(RECORDS SHOWN)

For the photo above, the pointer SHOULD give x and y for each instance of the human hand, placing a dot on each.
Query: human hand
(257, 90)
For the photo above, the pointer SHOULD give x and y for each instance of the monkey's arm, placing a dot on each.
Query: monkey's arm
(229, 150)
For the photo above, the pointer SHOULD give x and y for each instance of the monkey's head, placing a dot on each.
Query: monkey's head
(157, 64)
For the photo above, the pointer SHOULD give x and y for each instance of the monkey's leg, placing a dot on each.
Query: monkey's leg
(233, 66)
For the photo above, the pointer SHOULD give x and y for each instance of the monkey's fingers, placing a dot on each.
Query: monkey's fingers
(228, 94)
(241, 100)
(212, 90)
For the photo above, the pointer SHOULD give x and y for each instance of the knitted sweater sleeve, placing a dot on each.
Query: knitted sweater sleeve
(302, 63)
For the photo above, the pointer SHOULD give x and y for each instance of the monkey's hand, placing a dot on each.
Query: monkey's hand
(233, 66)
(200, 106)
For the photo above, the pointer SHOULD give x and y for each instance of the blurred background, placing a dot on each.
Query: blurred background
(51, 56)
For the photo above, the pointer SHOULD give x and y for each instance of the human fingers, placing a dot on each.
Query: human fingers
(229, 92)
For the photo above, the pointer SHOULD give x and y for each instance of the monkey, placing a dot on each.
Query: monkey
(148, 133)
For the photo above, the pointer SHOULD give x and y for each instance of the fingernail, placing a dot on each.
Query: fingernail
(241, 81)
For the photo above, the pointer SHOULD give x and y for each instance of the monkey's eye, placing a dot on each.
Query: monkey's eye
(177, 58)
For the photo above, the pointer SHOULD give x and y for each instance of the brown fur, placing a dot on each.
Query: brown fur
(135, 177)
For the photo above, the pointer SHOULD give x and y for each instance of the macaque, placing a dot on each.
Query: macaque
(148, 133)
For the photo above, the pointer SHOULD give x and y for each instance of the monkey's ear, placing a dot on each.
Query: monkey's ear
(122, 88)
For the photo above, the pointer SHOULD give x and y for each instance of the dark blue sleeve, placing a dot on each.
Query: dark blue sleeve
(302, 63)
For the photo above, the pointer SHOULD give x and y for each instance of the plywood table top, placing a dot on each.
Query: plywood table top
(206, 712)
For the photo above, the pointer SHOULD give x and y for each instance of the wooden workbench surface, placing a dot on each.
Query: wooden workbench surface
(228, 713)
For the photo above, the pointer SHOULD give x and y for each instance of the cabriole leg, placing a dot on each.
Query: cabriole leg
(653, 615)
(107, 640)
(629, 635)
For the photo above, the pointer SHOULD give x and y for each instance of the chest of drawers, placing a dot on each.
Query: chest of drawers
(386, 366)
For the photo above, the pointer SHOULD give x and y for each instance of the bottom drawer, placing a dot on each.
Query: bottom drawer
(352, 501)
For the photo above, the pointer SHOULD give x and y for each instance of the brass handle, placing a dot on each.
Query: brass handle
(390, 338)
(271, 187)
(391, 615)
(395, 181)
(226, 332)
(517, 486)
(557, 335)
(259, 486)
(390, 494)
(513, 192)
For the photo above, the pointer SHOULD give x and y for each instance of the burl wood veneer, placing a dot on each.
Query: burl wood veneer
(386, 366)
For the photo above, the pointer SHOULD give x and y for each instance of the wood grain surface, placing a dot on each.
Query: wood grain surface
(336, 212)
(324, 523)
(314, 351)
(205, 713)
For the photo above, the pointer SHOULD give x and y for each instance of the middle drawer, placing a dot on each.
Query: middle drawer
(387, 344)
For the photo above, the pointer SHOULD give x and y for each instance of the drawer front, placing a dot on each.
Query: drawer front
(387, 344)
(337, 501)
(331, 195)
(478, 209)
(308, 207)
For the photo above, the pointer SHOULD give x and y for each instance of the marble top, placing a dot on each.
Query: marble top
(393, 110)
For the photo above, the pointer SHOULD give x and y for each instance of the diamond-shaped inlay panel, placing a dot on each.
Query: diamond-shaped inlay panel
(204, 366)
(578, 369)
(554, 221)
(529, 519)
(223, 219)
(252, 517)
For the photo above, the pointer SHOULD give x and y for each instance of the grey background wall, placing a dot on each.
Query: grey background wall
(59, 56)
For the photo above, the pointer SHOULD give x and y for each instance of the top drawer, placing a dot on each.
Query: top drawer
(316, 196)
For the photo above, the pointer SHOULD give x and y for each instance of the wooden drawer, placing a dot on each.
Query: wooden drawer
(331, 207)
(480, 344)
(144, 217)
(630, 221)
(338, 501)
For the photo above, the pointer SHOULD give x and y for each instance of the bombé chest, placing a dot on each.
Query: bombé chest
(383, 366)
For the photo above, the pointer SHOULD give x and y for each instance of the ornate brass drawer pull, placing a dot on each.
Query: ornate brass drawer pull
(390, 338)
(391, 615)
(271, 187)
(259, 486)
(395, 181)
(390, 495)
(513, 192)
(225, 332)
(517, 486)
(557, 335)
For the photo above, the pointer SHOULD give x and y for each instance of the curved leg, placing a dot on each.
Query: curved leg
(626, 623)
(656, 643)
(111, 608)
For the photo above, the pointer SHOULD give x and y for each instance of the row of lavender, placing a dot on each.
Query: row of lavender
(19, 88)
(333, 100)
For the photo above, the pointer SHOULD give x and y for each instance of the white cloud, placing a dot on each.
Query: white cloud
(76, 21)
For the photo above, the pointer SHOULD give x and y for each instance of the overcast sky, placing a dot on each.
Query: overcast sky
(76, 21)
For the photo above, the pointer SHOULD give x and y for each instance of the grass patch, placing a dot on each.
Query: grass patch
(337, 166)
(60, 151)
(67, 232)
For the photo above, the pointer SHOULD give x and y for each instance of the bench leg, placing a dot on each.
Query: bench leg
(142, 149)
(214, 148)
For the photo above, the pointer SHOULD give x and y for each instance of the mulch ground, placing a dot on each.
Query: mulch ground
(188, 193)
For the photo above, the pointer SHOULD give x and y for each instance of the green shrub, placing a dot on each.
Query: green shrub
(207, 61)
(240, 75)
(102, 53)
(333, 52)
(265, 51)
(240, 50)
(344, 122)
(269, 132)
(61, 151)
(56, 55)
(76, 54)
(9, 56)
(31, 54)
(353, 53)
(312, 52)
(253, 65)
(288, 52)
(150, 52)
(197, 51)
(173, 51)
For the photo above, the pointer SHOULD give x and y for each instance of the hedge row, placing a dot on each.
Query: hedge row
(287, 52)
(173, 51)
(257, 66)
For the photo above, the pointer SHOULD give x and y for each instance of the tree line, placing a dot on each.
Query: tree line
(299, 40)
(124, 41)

(End RECORDS SHOWN)

§ **PROMPT**: In your reply, write out all of the material exactly as it was given.

§ **TASK RESPONSE**:
For the photo above, the pointer SHOULD give x and y for each instance of the human hand, placing a dot on each.
Query: human hand
(257, 90)
For the photo above, the pointer SHOULD give x and y for each instance of the monkey's arm, placing a dot on each.
Query: monkey's arm
(229, 150)
For the photo above, the pointer SHOULD give x and y for each instance of the monkey's head, placing a dot on each.
Query: monkey's head
(157, 64)
For the photo above, the pointer SHOULD give x and y for each instance of the monkey's leg, placing a dot on each.
Query: monkey's leg
(233, 66)
For the photo above, the pointer SHOULD give x and y for each instance of the monkey's fingers, placing a dot on each.
Query: monkey's fingers
(228, 94)
(241, 100)
(212, 90)
For the photo above, the pointer SHOULD give x and y for each instance of the knitted sweater sleeve, placing a dot on each.
Query: knitted sweater sleeve
(302, 63)
For the photo above, the pointer SHOULD give x and y for each instance of the monkey's hand, placing a dot on each.
Query: monkey's hand
(233, 66)
(200, 106)
For the photo above, the pointer SHOULD give x and y for each instance of the blurred background, placing a dot on each.
Query: blurred background
(51, 56)
For the photo above, the pointer SHOULD give x and y for each instance of the human fingers, placing a dot on each.
Query: human fingers
(229, 92)
For the photo above, the pointer SHOULD give x and y for each instance of the monkey, placing a dot on each.
Query: monkey
(148, 133)
For the photo above, the pointer SHOULD give x and y for each instance of the fingernail, placing a dot on each.
Query: fingernail
(241, 81)
For the photo above, the pointer SHOULD give x and y for each instance of the monkey's eye, placing a dot on each.
Query: monkey's eye
(177, 58)
For the photo above, the pointer SHOULD give x and y for each instance of the brown fur, placing a dot on each.
Query: brown fur
(135, 177)
For the photo above, the pointer SHOULD give x and y for each instance of the macaque, placing a dot on each.
Query: macaque
(148, 133)
For the photo above, the pointer SHOULD give x and y for each instance of the monkey's ear, placing a dot on each.
Query: monkey's ear
(122, 88)
For the photo above, the pointer SHOULD give x and y for each instance of the dark blue sleeve, placing a dot on each.
Query: dark blue sleeve
(302, 63)
For the photo above, the pointer SHOULD give x and y for each instance of the plywood table top, placing a dot on each.
Query: plywood table top
(206, 712)
For the photo above, the pointer SHOULD give x and y for each instance of the wooden workbench surface, placing a dot on each.
Query: wooden workbench surface
(228, 713)
For the photo above, the pointer SHOULD give x and y for each instance of the cabriole leg, placing a dot on each.
Query: cabriole leg
(653, 615)
(107, 640)
(629, 635)
For the photo above, the pointer SHOULD give x and y for each instance of the chest of drawers, placing a dot on each.
Query: chest of drawers
(386, 366)
For the photo above, the pointer SHOULD give x and y for each instance of the bottom drawer, placing a dot on each.
Query: bottom drawer
(352, 501)
For the photo above, the pointer SHOULD give x and y for each instance of the brass handle, placing a dot on each.
Query: brass handle
(390, 338)
(271, 187)
(391, 615)
(395, 181)
(226, 332)
(517, 486)
(557, 335)
(259, 486)
(390, 494)
(513, 192)
For the photo above, the pointer SHOULD give x and y for each instance of the burl wood veneer, placing a dot on each.
Query: burl wood veneer
(386, 366)
For the photo above, the pointer SHOULD give x and y for each instance of the wood grain surface, placing a dot on each.
Query: wood grain surface
(336, 212)
(324, 523)
(314, 351)
(205, 713)
For the photo above, the pointer SHOULD give x and y for each instance of the middle drawer, placing a dot on each.
Query: middle drawer
(387, 344)
For the photo above, the pointer SHOULD give x and y for each instance of the drawer front, placing a dot on each.
Query: drawer front
(387, 344)
(337, 501)
(331, 195)
(478, 209)
(308, 207)
For the photo above, the pointer SHOULD give x and y for each instance of the marble top, placing a dot on each.
Query: marble top
(393, 110)
For the photo above, the pointer SHOULD give x and y for each instance of the diamond-shaped inlay panel, placing a dot on each.
Query: diamond-shaped inlay panel
(204, 366)
(578, 369)
(554, 221)
(529, 519)
(223, 219)
(252, 517)
For the photo above, the pointer SHOULD give x and y for each instance of the grey background wall, placing a dot on each.
Query: grey background wall
(59, 56)
For the photo above, the pointer SHOULD give x and y for each instance of the top drawer, placing a dot on each.
Query: top drawer
(316, 196)
For the photo above, the pointer SHOULD give x and y for each instance of the wooden drawer, placing a dot on each.
Query: wooden drawer
(331, 207)
(480, 344)
(144, 217)
(630, 221)
(338, 501)
For the photo above, the pointer SHOULD give x and y for each instance of the bombé chest, placing a dot on each.
Query: bombé chest
(383, 366)
For the photo above, the pointer SHOULD give x and y for each instance of the ornate brass drawer pull, placing a dot on each.
Query: ornate brass drawer pull
(390, 338)
(391, 615)
(271, 187)
(259, 486)
(395, 181)
(390, 495)
(513, 192)
(225, 332)
(517, 486)
(557, 335)
For the photo above, the pointer SHOULD give x and y for each instance of the curved leg, placing a dot on each.
Query: curved leg
(626, 623)
(656, 643)
(111, 608)
For the photo above, the pointer SHOULD give x and y for each instance of the row of lavender, placing a dot on each.
Query: row of lavender
(19, 88)
(333, 100)
For the photo above, the pointer SHOULD give x and y for each instance of the white cloud, placing a dot on each.
Query: white cloud
(76, 21)
For the photo above, the pointer SHOULD give x and y for each instance of the overcast sky, placing a dot on each.
Query: overcast sky
(76, 21)
For the photo above, the pointer SHOULD give x and y for each instance of the grass patch, placing a dot on each.
Query: grass patch
(337, 166)
(60, 151)
(67, 232)
For the photo above, the pointer SHOULD give x and y for each instance of the bench leg, placing a dot on each.
Query: bench leg
(142, 149)
(214, 148)
For the photo above, the pointer SHOULD give x and y for each instance of the mulch ground, placing a dot on each.
Query: mulch ground
(188, 193)
For the photo above, the pointer SHOULD give x and y for each instance of the green shrub, placing a dot on each.
Query: green shrub
(207, 61)
(240, 75)
(102, 53)
(333, 52)
(265, 51)
(240, 50)
(344, 122)
(269, 132)
(61, 151)
(56, 55)
(76, 54)
(9, 56)
(31, 54)
(353, 53)
(312, 52)
(253, 65)
(288, 52)
(150, 52)
(197, 51)
(173, 51)
For the photo above, the pointer SHOULD give x and y for each instance of the hedge row, placing a dot on each.
Query: hedge row
(287, 52)
(173, 51)
(257, 66)
For the photo above, the pointer SHOULD give x and y for each instance of the tree line, placing a dot on each.
Query: tree line
(299, 40)
(124, 41)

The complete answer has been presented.